**READING TEXT:**

Roger’s going to see a performance of Shakespeare’s Troilus and Cressida in New York. He’s already seen two earlier productions. Three in a lifetime. Lucky man! It’s a play I would love to see performed for it’s one of Shakespeare’s most intriguing.
Intriguing in that it overturns so many dramatic and poetic conventions. Commentators label it one of Shakespeare’s problem plays. There is much conjecture as to what was happening in the playwright’s private life that so embittered and disillusioned him during that period. That is all it can ever be, conjecture, for there is little real evidence as to the cause.
Troilus and Cressida is a sub-plot of the Trojan War story. Shakespeare’s audience would have known well the story and the sub-plot. Helen the wife of Menelaus, king of Sparta ran away with Paris the son of the king of Troy. During the ten year’s war that followed the two heroes Hector, Paris’s older brother, and the Greek hero Achilles were both killed in battle.
Troilus, brother of Hector and Paris, falls in love with Cressida. She revels in his pursuit of her. Her uncle Panderus – from whom the word ‘pander’ has entered the English language – acts as go-between. The lovers swear eternal fidelity and quickly seek the bedchamber. But Cressida is exchanged for the release of Trojan captives and falls in love with a Greek warrior. In medieval times Cressida became a symbol of feminine infidelity
Shakespeare wrote some lovely love scenes in other plays – Rosalind in As You Like It is my favourite while the romantic language of Romeo and Juliet has not been surpassed. Then in his latter plays in characters like Perdita and Miranda he created feminine visions of grace and attractiveness. These four characters all have a fresh sweetness and a strength of character. Cressida’s language by contrast is a mixture of bawdiness and high-flown rhetoric.

**WRITTEN INSTRUCTION 1:** From the passage on Troilus and Cressida, extract the text starting at "Troilus and Cressida is" and ending at "killed in battle.".
**WRITTEN INSTRUCTION 2:** Render this sentence from the passage on Troilus and Cressida in Spanish: "Troilus and Cressida is a sub-plot of the Trojan War story."
**WRITTEN INSTRUCTION 3:**
Answer these questions using the passage on Troilus and Cressida:
(a) How many earlier productions of the play has Roger already seen?
(b) Who acts as go-between for Troilus and Cressida?
(c) Which character in As You Like It does the writer call a favorite?

Excerpts of labeled region data:
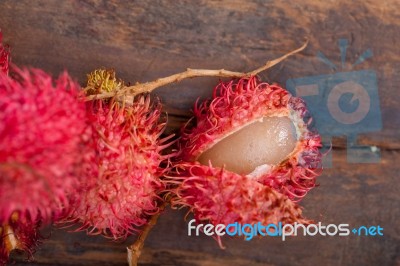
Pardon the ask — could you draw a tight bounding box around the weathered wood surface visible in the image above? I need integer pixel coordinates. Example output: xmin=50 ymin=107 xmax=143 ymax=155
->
xmin=0 ymin=0 xmax=400 ymax=265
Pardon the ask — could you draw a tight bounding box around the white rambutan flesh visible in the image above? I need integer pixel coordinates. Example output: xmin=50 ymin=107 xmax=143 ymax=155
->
xmin=198 ymin=117 xmax=297 ymax=174
xmin=169 ymin=77 xmax=321 ymax=233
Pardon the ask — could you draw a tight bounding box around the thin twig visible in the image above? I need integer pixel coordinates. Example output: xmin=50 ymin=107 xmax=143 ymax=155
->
xmin=126 ymin=201 xmax=168 ymax=266
xmin=85 ymin=40 xmax=308 ymax=101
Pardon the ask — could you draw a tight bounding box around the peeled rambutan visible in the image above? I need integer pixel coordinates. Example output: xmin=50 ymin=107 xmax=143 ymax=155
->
xmin=0 ymin=29 xmax=10 ymax=74
xmin=0 ymin=69 xmax=87 ymax=260
xmin=169 ymin=76 xmax=321 ymax=231
xmin=67 ymin=95 xmax=172 ymax=239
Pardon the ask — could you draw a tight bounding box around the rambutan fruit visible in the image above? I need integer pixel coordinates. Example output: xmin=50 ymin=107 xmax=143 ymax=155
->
xmin=170 ymin=76 xmax=321 ymax=233
xmin=0 ymin=29 xmax=10 ymax=74
xmin=67 ymin=95 xmax=172 ymax=240
xmin=0 ymin=69 xmax=87 ymax=261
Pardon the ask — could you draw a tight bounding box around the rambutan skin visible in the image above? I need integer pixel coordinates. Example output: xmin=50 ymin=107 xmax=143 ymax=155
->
xmin=0 ymin=69 xmax=87 ymax=223
xmin=0 ymin=212 xmax=43 ymax=265
xmin=66 ymin=96 xmax=171 ymax=239
xmin=180 ymin=76 xmax=322 ymax=201
xmin=0 ymin=30 xmax=10 ymax=75
xmin=167 ymin=76 xmax=321 ymax=232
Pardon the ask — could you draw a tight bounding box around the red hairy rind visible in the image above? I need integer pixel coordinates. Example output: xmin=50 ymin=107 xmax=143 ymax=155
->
xmin=180 ymin=77 xmax=322 ymax=201
xmin=169 ymin=162 xmax=310 ymax=225
xmin=0 ymin=69 xmax=87 ymax=224
xmin=0 ymin=212 xmax=43 ymax=265
xmin=0 ymin=30 xmax=10 ymax=75
xmin=67 ymin=96 xmax=171 ymax=239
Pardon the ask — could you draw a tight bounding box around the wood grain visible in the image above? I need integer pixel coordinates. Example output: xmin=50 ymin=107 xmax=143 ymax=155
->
xmin=0 ymin=0 xmax=400 ymax=265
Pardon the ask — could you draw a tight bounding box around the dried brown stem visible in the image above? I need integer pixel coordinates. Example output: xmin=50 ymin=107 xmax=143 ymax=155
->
xmin=85 ymin=40 xmax=308 ymax=100
xmin=126 ymin=201 xmax=168 ymax=266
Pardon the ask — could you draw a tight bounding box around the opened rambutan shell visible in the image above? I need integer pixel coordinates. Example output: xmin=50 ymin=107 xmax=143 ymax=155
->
xmin=0 ymin=29 xmax=10 ymax=74
xmin=0 ymin=69 xmax=87 ymax=224
xmin=170 ymin=77 xmax=321 ymax=230
xmin=0 ymin=69 xmax=88 ymax=261
xmin=68 ymin=96 xmax=175 ymax=239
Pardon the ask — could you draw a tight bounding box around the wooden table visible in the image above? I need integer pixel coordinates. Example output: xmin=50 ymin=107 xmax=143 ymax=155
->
xmin=0 ymin=0 xmax=400 ymax=265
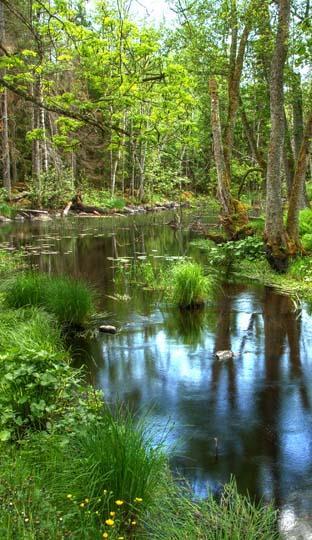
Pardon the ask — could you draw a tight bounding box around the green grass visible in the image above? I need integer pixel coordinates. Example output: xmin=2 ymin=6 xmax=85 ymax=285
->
xmin=0 ymin=424 xmax=279 ymax=540
xmin=0 ymin=201 xmax=16 ymax=219
xmin=0 ymin=249 xmax=22 ymax=276
xmin=3 ymin=272 xmax=94 ymax=326
xmin=0 ymin=307 xmax=65 ymax=360
xmin=170 ymin=261 xmax=213 ymax=308
xmin=148 ymin=479 xmax=280 ymax=540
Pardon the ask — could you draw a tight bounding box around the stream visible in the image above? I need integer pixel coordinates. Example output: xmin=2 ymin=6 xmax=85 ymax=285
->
xmin=0 ymin=210 xmax=312 ymax=540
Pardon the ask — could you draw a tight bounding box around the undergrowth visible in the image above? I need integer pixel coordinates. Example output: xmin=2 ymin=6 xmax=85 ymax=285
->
xmin=2 ymin=272 xmax=94 ymax=326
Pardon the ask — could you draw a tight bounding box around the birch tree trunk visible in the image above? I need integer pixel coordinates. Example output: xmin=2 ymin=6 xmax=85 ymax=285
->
xmin=287 ymin=111 xmax=312 ymax=254
xmin=209 ymin=78 xmax=246 ymax=238
xmin=0 ymin=1 xmax=11 ymax=195
xmin=265 ymin=0 xmax=290 ymax=272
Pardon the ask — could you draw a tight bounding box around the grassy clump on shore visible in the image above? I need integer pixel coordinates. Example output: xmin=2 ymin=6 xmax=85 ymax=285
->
xmin=169 ymin=261 xmax=214 ymax=309
xmin=0 ymin=428 xmax=279 ymax=540
xmin=0 ymin=253 xmax=277 ymax=540
xmin=4 ymin=272 xmax=94 ymax=326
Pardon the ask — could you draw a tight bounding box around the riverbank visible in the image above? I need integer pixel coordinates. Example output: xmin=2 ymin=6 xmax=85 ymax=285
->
xmin=0 ymin=189 xmax=197 ymax=223
xmin=0 ymin=252 xmax=278 ymax=540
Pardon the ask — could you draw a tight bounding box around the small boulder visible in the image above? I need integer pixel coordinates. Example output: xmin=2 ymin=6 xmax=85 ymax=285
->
xmin=216 ymin=351 xmax=234 ymax=362
xmin=99 ymin=324 xmax=117 ymax=334
xmin=0 ymin=216 xmax=12 ymax=223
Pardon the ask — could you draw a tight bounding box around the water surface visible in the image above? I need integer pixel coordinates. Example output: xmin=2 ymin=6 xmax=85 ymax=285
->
xmin=0 ymin=213 xmax=312 ymax=539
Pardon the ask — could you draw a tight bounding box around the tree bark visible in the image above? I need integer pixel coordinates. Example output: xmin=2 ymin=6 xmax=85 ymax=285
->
xmin=287 ymin=111 xmax=312 ymax=249
xmin=209 ymin=78 xmax=248 ymax=239
xmin=0 ymin=1 xmax=11 ymax=195
xmin=240 ymin=95 xmax=267 ymax=174
xmin=265 ymin=0 xmax=290 ymax=272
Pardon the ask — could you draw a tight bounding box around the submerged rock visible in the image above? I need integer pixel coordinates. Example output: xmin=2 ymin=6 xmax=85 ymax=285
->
xmin=216 ymin=351 xmax=234 ymax=362
xmin=0 ymin=216 xmax=12 ymax=223
xmin=99 ymin=324 xmax=117 ymax=334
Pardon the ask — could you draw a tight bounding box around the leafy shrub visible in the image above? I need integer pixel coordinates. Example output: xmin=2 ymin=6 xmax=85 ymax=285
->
xmin=0 ymin=307 xmax=101 ymax=440
xmin=290 ymin=257 xmax=312 ymax=282
xmin=170 ymin=261 xmax=213 ymax=308
xmin=193 ymin=236 xmax=264 ymax=273
xmin=5 ymin=273 xmax=94 ymax=326
xmin=82 ymin=185 xmax=126 ymax=210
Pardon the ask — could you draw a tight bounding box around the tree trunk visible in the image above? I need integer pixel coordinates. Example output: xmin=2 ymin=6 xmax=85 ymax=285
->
xmin=0 ymin=1 xmax=11 ymax=195
xmin=209 ymin=78 xmax=248 ymax=239
xmin=283 ymin=111 xmax=295 ymax=195
xmin=265 ymin=0 xmax=290 ymax=272
xmin=240 ymin=95 xmax=267 ymax=178
xmin=287 ymin=112 xmax=312 ymax=253
xmin=292 ymin=72 xmax=309 ymax=208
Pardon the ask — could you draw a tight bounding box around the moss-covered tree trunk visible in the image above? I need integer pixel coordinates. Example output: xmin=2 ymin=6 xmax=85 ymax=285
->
xmin=0 ymin=0 xmax=11 ymax=194
xmin=265 ymin=0 xmax=290 ymax=272
xmin=209 ymin=78 xmax=248 ymax=239
xmin=287 ymin=111 xmax=312 ymax=254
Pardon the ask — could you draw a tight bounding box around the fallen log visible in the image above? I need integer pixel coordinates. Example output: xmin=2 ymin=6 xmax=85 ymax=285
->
xmin=62 ymin=201 xmax=73 ymax=217
xmin=18 ymin=208 xmax=49 ymax=216
xmin=71 ymin=193 xmax=110 ymax=216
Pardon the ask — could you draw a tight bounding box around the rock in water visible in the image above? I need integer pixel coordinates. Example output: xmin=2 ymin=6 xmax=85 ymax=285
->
xmin=99 ymin=324 xmax=117 ymax=334
xmin=216 ymin=351 xmax=234 ymax=361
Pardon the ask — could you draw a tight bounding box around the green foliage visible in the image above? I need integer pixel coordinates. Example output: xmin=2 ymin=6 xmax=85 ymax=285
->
xmin=4 ymin=272 xmax=94 ymax=326
xmin=290 ymin=257 xmax=312 ymax=283
xmin=306 ymin=182 xmax=312 ymax=201
xmin=0 ymin=188 xmax=16 ymax=218
xmin=299 ymin=208 xmax=312 ymax=236
xmin=301 ymin=233 xmax=312 ymax=251
xmin=0 ymin=428 xmax=279 ymax=540
xmin=193 ymin=236 xmax=264 ymax=274
xmin=28 ymin=169 xmax=75 ymax=209
xmin=148 ymin=479 xmax=280 ymax=540
xmin=0 ymin=249 xmax=21 ymax=275
xmin=169 ymin=261 xmax=213 ymax=308
xmin=46 ymin=408 xmax=167 ymax=530
xmin=45 ymin=276 xmax=94 ymax=326
xmin=248 ymin=217 xmax=265 ymax=236
xmin=0 ymin=308 xmax=78 ymax=441
xmin=83 ymin=188 xmax=126 ymax=210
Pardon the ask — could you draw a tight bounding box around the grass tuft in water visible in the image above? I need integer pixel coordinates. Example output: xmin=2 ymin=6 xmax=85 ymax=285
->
xmin=148 ymin=479 xmax=280 ymax=540
xmin=50 ymin=407 xmax=167 ymax=519
xmin=171 ymin=261 xmax=213 ymax=309
xmin=5 ymin=272 xmax=94 ymax=326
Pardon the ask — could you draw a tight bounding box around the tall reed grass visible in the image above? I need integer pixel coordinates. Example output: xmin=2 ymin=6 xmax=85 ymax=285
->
xmin=3 ymin=272 xmax=94 ymax=326
xmin=171 ymin=261 xmax=213 ymax=309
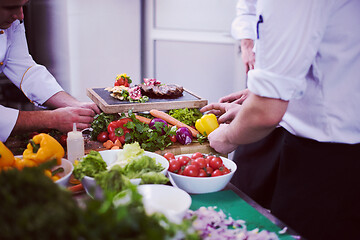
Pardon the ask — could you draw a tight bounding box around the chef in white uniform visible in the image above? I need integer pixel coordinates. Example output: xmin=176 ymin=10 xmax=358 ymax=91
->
xmin=0 ymin=0 xmax=100 ymax=141
xmin=205 ymin=0 xmax=284 ymax=209
xmin=208 ymin=0 xmax=360 ymax=239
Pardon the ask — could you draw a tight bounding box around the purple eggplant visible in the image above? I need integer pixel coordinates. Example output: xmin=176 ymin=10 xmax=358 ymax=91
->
xmin=176 ymin=127 xmax=192 ymax=145
xmin=149 ymin=118 xmax=167 ymax=134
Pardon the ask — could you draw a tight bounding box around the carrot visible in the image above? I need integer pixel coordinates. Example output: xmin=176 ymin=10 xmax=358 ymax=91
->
xmin=135 ymin=115 xmax=151 ymax=124
xmin=68 ymin=183 xmax=84 ymax=193
xmin=103 ymin=140 xmax=114 ymax=149
xmin=150 ymin=109 xmax=199 ymax=137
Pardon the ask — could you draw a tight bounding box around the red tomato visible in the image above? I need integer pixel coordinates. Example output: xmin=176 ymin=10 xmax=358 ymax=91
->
xmin=222 ymin=166 xmax=230 ymax=175
xmin=191 ymin=152 xmax=203 ymax=159
xmin=211 ymin=169 xmax=223 ymax=177
xmin=59 ymin=134 xmax=67 ymax=147
xmin=169 ymin=159 xmax=181 ymax=173
xmin=184 ymin=165 xmax=199 ymax=177
xmin=96 ymin=132 xmax=109 ymax=142
xmin=178 ymin=156 xmax=191 ymax=166
xmin=190 ymin=160 xmax=200 ymax=169
xmin=205 ymin=155 xmax=214 ymax=166
xmin=205 ymin=167 xmax=214 ymax=176
xmin=209 ymin=157 xmax=223 ymax=169
xmin=164 ymin=152 xmax=175 ymax=161
xmin=198 ymin=169 xmax=208 ymax=177
xmin=193 ymin=157 xmax=206 ymax=168
xmin=169 ymin=135 xmax=177 ymax=142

**PROBLEM SOLUTION 1:**
Troilus and Cressida is a sub-plot of the Trojan War story. Shakespeare’s audience would have known well the story and the sub-plot. Helen the wife of Menelaus, king of Sparta ran away with Paris the son of the king of Troy. During the ten year’s war that followed the two heroes Hector, Paris’s older brother, and the Greek hero Achilles were both killed in battle.

**PROBLEM SOLUTION 2:** Troilo y Crésida es una trama secundaria de la historia de la guerra de Troya.

**PROBLEM SOLUTION 3:**
(a) Two.
(b) Cressida's uncle Panderus.
(c) Rosalind.